■ **DIRECTION 1**: Copy the lines of the entries below verbatim, beginning with the first line of the entries and continuing through the line that contains "149 72 L 151".

Townsendia jonesii v. lutea Germination

Submitted by Peter George on Sat, 06/16/2012 - 15:33

Any information about germination of this seed? I know most Townsendias are warm germinators, but I've heard that this one requires a bit of stratification.

Comments


Submitted by Peter George on Sat, 07/21/2012 - 08:19

I went ahead and laid out about 20 seeds and in two weeks 6 seedlings showed themselves. I guess that means that this is a typical Townsendia, which means warm germination.


Submitted by tropicalgirl25… on Sat, 07/21/2012 - 14:45

two weeks ago I sowed my own seeds of Townsendia leptotes(beautiful pink flowers in end of march) and parryi outside and both of them have germinated.


Submitted by Peter George on Wed, 08/22/2012 - 20:34

I re-sowed the T. parryi and still not a single germination. The T. leptotes is still coming up, with about 80% germination so far.


I sowed some jonesii v lutea this summer, at warm, with no results :( Maybe I'll stick the pot out for winter, though it seems unlikely those seeds would not have rotted by now... alplains seed, but I don't remember if it was this year's or last's..


This past spring I got several of T. jonesii v. lutea to germinate. I managed to grow out 4, which hopefully will winter over successfully. Asters generally have a low fertility rate, but the seeds I got from Alan Bradshaw all looked good, with nice, big embryos.  I'll almost definitely try again, though. I love Townsendias.

Entries from a dataset:

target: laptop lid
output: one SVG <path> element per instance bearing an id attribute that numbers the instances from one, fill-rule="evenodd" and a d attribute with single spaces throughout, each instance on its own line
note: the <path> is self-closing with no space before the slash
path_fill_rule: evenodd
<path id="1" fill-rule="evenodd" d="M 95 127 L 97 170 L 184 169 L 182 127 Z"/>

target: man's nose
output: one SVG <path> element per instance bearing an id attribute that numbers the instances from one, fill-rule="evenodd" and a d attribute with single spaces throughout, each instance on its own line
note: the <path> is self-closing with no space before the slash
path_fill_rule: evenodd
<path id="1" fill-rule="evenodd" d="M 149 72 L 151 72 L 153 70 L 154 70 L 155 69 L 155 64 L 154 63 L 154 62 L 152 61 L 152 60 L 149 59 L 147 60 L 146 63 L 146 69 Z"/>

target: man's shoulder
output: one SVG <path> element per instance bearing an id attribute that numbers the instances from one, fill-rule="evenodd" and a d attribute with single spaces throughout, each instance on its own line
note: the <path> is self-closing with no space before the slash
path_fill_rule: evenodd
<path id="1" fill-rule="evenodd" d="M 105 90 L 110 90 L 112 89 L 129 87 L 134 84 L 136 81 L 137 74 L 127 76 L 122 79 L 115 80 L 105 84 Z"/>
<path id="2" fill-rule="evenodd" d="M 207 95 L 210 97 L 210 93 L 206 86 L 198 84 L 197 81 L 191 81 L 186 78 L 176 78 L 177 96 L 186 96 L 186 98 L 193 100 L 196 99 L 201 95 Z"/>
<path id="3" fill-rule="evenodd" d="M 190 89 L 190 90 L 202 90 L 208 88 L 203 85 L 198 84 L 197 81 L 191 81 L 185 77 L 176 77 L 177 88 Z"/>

■ **DIRECTION 2**: Which Townsendia species or varieties does the germination discussion name?

■ **WRITTEN REPLY 1**:
target: laptop lid
output: one SVG <path> element per instance bearing an id attribute that numbers the instances from one, fill-rule="evenodd" and a d attribute with single spaces throughout, each instance on its own line
note: the <path> is self-closing with no space before the slash
path_fill_rule: evenodd
<path id="1" fill-rule="evenodd" d="M 95 127 L 97 170 L 184 169 L 182 127 Z"/>

target: man's nose
output: one SVG <path> element per instance bearing an id attribute that numbers the instances from one, fill-rule="evenodd" and a d attribute with single spaces throughout, each instance on its own line
note: the <path> is self-closing with no space before the slash
path_fill_rule: evenodd
<path id="1" fill-rule="evenodd" d="M 149 72 L 151 72 L 153 70 L 154 70 L 155 69 L 155 64 L 154 63 L 154 62 L 152 61 L 152 60 L 149 59 L 147 60 L 146 63 L 146 69 Z"/>

■ **WRITTEN REPLY 2**:
- Townsendia jonesii v. lutea
- Townsendia leptotes
- Townsendia parryi